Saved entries

***

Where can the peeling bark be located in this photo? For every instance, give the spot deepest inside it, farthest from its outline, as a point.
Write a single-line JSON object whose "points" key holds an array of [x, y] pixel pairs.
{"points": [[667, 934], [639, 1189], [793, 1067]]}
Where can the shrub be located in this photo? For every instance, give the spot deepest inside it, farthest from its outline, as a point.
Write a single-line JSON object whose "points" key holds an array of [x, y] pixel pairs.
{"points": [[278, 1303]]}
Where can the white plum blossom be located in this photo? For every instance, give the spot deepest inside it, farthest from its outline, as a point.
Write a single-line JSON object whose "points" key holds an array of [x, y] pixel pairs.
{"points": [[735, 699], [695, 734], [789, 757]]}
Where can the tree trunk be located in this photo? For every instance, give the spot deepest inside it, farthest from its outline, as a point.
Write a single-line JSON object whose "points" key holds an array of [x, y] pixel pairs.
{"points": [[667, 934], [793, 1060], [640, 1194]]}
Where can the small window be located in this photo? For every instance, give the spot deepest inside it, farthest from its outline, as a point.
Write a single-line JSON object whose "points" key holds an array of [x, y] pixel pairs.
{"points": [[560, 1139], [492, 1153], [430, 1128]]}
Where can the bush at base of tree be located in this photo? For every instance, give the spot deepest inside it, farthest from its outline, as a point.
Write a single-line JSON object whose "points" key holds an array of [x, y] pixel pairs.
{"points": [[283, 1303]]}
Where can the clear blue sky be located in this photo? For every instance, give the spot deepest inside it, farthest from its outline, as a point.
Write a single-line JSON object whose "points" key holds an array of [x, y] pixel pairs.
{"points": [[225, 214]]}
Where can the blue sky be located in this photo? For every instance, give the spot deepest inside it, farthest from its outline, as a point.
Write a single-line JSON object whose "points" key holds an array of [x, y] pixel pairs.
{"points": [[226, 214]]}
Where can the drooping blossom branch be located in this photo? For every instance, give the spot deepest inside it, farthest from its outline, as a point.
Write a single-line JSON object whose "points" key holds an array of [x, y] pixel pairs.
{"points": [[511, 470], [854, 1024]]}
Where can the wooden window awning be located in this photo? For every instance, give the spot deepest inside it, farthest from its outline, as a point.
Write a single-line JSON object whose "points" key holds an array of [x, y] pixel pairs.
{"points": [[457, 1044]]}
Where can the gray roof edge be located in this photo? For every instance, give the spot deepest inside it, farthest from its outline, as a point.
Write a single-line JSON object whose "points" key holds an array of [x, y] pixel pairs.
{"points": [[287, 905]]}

***

- WHAT YOU NEED TO DO: Go through the data and return each line where the word "blossom" appears.

- ANSWER SECTION:
Where can the white plum blossom be located in this photo? For every instance, give the spot deepest inside it, farthest from its outline, as a point.
Where can the drooping blossom branch be located in this photo? For every instance, give the spot deepest inside it, farthest from its outline, as a point.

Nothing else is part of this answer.